| Textauszug |
Um die Attraktivität der Stachus-Tiefgarage als Besuchergarage zu erhöhen, wurde sie zwischen Ende 2011 und Ende 2013 unter laufendem Betrieb saniert. Im Dezember 2013 wurde die Garage dann wieder in vollem Umfang eröffnet und ist seit der Sanierung deutlich attraktiver als zuvor.
Frage 5:
Gibt es Überlegungen, die hässliche Abfahrt in die Stachus-Tiefgarage nun- mehr endlich einer Überbauung, bzw. zumindest einer farblichen Neugestaltung, wie z.B. hochwertige Streetart zuzuführen?
Antwort:
Das Kommunalreferat gibt an, dass derzeit keine Verwertungsabsichten für dieses Grundstück bestehen.
2010 war die Fläche Teil des EUROPAN-Wettbewerbs. Zwei Planentwürfe wurden ausgewählt und sollten Grundlage für die weitere Bauleitplanung sein.
Das Grundstück ist immer wieder Gegenstand von Standortsuchen (z.B. Münchner Forum für Islam, Archiv der Erzdiözese für München und Frei-sing), die letztlich und auch aufgrund der baulichen und finanziellen Herausforderungen zum Überbau der TG-Ein-/Ausfahrten nicht weiterverfolgt wurden. Laut einem Tragwerksgutachten von 2002 würden allein für die Überbauung des Rampenbauwerks Baumehrkosten von ca. 2 Mio. € notwendig werden.

[Daten zu Bezugsausdrücken]
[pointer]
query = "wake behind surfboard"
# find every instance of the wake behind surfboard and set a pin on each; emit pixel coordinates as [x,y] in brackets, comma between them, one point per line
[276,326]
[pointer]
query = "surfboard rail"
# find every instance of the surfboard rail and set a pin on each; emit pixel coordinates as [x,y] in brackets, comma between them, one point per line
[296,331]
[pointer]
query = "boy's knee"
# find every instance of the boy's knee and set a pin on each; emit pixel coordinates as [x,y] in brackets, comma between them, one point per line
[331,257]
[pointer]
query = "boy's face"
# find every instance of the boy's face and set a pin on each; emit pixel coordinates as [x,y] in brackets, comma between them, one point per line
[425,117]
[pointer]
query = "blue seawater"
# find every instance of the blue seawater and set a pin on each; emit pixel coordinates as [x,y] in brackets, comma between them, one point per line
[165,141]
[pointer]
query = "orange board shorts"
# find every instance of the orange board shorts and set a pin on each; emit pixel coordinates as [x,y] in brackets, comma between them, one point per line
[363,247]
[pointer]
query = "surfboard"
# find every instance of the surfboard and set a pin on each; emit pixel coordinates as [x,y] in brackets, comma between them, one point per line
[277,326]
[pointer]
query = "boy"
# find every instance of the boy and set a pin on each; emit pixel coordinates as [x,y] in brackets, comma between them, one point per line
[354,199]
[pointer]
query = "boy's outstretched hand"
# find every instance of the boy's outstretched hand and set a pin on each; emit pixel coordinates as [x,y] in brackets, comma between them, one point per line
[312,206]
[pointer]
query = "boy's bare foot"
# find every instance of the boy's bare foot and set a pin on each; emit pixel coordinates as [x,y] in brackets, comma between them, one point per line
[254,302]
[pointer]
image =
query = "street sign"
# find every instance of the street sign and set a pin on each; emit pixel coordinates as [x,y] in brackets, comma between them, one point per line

| Aufgaben |
**a)** Beantworte kurz diese Fragen zum Text über die Stachus-Tiefgarage:
(i) In welchem Zeitraum wurde die Garage saniert?
(ii) An welchem Wettbewerb war die Fläche 2010 beteiligt?
(iii) Wie hoch wären laut dem Tragwerksgutachten von 2002 allein die Baumehrkosten für die Überbauung des Rampenbauwerks?
**b)** Setze den Text über die Stachus-Tiefgarage an der Stelle fort, an der er endet.
Die Daten spielen hierfür keine Rolle.

| Lösungen |
**a)**
(i) Zwischen Ende 2011 und Ende 2013
(ii) Am EUROPAN-Wettbewerb
(iii) Ca. 2 Mio. €

**b)**
Das Referat für Stadtplanung und Bauordnung sieht auf Grund nicht vorhandener öffentlicher oder privater Entwicklungsabsichten für den in Rede stehenden Bereich derzeit keinen Anlass, einen städtebaulichen Wettbewerb zu veranlassen.
Frage 6:
Wäre es evtl. eine Idee, für die Herzog-Wilhelm-Straße einen städtebaulichen - und künstlerischen Wettbewerb durchzuführen, der auf eine völlig neue Gestaltung, moderne Beleuchtung und Nutzung der Straße und der Anlagen hinausläuft und aus einem heutigen Unort, ein Schmuckstück der Innenstadt macht?
Antwort:
Bezüglich der Durchführung eines städtebaulichen Wettbewerbes wird auf die Ausführung des Kommunalreferates zu Frage 5 verwiesen.
Hinsichtlich der Zielsetzung, einer neuen Gestaltung wird auf die Ausführungen zu Frage 3 und 4 verwiesen.